• Exercise task
Quote the lines from the line holding "indicate the small" to the very end of the listing, exactly, and no others.

-- Start of Input records --

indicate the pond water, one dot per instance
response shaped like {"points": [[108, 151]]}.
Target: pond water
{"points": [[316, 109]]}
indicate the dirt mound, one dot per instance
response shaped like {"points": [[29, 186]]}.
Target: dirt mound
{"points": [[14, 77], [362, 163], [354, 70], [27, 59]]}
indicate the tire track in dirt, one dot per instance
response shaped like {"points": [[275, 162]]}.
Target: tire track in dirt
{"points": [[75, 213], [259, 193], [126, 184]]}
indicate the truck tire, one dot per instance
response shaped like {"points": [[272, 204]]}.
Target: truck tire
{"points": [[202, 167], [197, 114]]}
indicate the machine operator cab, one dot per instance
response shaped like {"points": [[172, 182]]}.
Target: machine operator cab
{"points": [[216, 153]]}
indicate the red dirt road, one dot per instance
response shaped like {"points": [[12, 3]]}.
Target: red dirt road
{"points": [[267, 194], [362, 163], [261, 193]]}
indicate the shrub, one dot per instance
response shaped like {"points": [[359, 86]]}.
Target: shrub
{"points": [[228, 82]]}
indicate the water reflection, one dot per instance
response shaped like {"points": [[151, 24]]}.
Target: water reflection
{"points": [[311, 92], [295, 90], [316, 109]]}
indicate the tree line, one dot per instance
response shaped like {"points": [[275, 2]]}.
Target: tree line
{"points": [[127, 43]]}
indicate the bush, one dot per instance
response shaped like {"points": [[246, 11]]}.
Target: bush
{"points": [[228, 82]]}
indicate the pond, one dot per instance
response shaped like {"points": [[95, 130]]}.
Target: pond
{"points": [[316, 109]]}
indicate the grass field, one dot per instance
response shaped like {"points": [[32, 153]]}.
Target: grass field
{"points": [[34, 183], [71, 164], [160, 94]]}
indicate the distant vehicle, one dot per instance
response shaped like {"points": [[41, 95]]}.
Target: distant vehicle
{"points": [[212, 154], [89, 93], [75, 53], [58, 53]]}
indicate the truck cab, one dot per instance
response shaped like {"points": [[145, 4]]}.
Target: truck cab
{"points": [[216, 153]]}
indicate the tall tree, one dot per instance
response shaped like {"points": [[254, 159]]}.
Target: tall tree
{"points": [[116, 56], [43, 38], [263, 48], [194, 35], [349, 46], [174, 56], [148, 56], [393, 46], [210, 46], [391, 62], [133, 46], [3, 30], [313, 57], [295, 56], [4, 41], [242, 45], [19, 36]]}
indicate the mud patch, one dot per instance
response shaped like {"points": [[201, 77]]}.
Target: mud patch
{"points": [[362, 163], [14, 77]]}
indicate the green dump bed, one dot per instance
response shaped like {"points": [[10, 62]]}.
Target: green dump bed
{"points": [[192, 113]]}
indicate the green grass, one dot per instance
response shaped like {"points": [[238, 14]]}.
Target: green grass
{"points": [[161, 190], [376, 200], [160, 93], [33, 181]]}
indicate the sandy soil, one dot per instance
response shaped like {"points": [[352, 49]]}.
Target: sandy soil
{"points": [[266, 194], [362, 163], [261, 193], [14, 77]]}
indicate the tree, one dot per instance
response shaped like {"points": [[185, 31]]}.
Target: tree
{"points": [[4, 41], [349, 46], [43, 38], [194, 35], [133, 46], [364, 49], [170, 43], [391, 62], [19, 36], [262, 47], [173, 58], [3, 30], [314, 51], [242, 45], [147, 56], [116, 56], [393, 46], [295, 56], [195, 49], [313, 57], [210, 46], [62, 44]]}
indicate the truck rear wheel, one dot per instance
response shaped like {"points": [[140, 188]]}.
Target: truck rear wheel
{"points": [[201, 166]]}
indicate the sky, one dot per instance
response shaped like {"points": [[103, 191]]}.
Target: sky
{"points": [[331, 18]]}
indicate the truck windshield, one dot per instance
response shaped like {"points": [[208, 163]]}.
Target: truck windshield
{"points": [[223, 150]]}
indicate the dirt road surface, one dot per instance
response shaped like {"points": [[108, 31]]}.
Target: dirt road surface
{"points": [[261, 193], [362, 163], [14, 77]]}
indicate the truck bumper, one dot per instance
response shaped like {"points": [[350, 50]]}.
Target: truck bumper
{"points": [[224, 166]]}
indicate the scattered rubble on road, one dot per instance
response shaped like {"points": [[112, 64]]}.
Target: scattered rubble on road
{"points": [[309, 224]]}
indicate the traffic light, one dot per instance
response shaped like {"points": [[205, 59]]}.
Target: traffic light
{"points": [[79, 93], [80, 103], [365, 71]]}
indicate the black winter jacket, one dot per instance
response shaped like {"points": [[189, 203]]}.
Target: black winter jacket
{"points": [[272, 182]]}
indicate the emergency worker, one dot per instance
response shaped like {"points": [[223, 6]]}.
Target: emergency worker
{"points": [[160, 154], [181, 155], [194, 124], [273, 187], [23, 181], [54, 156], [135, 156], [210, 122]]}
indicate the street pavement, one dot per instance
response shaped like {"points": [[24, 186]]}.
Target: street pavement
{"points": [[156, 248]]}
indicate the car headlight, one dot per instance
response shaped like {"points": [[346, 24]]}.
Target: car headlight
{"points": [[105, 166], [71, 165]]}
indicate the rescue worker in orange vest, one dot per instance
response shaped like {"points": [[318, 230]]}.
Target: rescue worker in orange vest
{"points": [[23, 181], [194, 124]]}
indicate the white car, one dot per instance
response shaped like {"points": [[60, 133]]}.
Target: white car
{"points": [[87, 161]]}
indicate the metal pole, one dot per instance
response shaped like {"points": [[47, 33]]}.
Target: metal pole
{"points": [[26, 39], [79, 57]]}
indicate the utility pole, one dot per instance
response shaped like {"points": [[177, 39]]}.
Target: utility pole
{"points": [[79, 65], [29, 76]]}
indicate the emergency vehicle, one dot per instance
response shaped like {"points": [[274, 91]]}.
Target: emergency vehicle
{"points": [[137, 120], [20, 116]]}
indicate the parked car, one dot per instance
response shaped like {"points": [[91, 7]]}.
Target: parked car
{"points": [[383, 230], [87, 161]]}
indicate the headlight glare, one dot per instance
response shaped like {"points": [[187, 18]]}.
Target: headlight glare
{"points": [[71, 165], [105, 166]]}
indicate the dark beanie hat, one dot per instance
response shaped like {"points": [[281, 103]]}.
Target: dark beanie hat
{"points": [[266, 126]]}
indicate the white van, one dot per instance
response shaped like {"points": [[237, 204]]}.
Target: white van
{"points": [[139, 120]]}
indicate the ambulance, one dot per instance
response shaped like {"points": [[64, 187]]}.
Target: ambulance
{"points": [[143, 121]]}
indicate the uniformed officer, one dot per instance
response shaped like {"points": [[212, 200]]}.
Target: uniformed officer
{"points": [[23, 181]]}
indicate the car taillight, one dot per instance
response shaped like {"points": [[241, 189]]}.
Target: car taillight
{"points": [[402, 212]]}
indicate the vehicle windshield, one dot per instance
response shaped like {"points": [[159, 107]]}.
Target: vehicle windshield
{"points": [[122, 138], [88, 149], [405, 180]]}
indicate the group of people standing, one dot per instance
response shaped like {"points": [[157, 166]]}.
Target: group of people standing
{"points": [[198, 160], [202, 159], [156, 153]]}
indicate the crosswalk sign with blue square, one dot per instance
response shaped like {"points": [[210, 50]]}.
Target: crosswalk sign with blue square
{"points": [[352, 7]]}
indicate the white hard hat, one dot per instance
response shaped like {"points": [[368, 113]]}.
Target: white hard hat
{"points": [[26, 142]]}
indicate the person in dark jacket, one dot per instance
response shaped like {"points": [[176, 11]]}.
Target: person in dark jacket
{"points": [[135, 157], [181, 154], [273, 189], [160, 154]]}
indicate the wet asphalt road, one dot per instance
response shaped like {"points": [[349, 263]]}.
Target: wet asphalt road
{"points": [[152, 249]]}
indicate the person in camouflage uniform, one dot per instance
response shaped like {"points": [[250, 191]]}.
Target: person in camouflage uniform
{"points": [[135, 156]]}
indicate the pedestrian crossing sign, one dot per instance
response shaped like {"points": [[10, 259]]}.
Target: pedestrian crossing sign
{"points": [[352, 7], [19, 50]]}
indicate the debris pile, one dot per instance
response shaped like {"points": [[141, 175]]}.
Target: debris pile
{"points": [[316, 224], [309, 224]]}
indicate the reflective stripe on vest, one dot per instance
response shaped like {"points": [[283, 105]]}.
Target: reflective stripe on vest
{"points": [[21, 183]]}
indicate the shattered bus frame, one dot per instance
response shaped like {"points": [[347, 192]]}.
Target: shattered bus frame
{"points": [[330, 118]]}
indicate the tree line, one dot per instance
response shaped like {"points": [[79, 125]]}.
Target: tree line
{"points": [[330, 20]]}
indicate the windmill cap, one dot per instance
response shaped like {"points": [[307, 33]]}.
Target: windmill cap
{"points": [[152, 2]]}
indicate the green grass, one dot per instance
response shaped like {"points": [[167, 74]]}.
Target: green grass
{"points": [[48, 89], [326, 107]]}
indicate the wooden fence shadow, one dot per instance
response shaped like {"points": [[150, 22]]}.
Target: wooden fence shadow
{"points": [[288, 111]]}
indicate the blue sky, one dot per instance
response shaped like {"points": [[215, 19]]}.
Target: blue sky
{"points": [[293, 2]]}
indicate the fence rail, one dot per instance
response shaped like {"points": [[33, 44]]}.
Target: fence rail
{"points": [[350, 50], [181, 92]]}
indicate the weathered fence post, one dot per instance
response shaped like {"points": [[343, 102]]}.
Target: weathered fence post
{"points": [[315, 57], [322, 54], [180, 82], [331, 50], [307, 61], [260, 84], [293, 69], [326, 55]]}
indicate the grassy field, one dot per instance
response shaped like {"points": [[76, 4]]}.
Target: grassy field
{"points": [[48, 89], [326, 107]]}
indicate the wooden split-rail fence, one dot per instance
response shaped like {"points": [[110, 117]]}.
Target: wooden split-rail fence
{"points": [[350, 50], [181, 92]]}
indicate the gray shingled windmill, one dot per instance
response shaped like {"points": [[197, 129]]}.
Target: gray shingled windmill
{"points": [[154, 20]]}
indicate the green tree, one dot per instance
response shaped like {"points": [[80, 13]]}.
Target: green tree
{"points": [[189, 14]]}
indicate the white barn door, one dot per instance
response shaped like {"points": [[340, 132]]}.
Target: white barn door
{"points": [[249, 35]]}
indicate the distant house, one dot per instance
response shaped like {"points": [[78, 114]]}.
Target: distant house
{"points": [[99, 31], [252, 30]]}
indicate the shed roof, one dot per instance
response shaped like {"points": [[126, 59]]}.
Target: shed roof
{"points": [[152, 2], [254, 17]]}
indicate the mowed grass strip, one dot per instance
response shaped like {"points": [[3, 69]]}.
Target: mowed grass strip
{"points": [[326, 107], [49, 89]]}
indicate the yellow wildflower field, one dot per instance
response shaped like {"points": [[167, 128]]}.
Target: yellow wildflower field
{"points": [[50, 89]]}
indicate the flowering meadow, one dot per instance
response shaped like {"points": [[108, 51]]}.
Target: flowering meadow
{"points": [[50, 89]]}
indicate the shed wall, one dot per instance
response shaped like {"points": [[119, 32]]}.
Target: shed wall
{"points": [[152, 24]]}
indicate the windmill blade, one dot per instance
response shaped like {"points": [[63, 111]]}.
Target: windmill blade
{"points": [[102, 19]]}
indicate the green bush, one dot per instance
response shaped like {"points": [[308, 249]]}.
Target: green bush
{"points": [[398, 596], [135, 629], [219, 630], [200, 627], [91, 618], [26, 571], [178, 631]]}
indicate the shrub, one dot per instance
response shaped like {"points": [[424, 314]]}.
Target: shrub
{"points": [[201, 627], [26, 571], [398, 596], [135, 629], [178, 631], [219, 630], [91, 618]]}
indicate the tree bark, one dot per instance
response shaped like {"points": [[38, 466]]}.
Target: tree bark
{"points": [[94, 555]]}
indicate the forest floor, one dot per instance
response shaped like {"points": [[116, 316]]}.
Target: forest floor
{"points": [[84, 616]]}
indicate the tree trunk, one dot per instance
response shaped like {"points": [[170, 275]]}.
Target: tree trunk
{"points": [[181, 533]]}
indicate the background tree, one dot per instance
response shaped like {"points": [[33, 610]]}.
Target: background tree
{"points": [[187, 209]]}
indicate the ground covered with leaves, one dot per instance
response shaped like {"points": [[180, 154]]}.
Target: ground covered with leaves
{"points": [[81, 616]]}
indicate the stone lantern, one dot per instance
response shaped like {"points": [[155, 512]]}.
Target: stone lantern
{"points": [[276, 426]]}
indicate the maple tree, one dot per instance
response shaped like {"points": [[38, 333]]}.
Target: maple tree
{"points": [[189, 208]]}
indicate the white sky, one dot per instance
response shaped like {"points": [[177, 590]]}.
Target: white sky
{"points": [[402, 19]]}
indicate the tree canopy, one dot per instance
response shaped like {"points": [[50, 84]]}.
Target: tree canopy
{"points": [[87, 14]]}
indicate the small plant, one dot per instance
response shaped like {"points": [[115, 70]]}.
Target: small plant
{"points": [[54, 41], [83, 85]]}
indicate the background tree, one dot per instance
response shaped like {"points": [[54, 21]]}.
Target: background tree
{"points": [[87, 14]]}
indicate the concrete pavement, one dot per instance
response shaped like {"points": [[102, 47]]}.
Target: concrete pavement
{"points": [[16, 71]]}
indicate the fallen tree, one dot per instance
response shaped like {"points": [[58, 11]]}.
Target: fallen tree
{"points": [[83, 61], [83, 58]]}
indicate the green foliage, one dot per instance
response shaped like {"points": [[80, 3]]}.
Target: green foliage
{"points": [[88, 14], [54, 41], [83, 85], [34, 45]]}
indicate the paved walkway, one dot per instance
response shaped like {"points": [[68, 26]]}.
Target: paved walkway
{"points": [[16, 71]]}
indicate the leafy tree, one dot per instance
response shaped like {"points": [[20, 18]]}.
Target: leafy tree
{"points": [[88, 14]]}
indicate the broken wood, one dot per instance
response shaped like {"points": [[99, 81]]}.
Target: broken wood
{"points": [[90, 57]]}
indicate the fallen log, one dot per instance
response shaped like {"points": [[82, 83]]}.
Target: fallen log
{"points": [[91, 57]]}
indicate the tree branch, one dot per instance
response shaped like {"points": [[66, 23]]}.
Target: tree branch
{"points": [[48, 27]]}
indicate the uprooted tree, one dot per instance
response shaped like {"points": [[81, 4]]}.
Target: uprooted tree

-- End of Input records --

• Result of the task
indicate the small plant, one dot per instance
response shaped like {"points": [[115, 70]]}.
Target: small plant
{"points": [[54, 41], [83, 85]]}
indicate the background tree, one dot per instance
response shaped like {"points": [[54, 21]]}.
Target: background tree
{"points": [[87, 14]]}
indicate the concrete pavement, one dot per instance
response shaped like {"points": [[102, 47]]}.
Target: concrete pavement
{"points": [[16, 71]]}
indicate the fallen tree, one dot per instance
response shaped like {"points": [[58, 11]]}.
Target: fallen tree
{"points": [[83, 61], [83, 58]]}
indicate the green foliage, one dot per instance
response shaped like {"points": [[80, 3]]}.
Target: green foliage
{"points": [[88, 14], [54, 41], [83, 85], [34, 45]]}
indicate the paved walkway, one dot per instance
response shaped like {"points": [[68, 26]]}.
Target: paved walkway
{"points": [[16, 71]]}
indicate the leafy tree, one dot per instance
response shaped like {"points": [[20, 18]]}.
Target: leafy tree
{"points": [[88, 14]]}
indicate the broken wood, one dot per instance
response shaped like {"points": [[99, 81]]}.
Target: broken wood
{"points": [[90, 57]]}
indicate the fallen log, one dot per instance
response shaped like {"points": [[82, 83]]}.
Target: fallen log
{"points": [[91, 57]]}
indicate the tree branch, one dot per instance
response shaped like {"points": [[66, 23]]}.
Target: tree branch
{"points": [[48, 27]]}
indicate the uprooted tree, one dot per instance
response shaped like {"points": [[81, 4]]}.
Target: uprooted tree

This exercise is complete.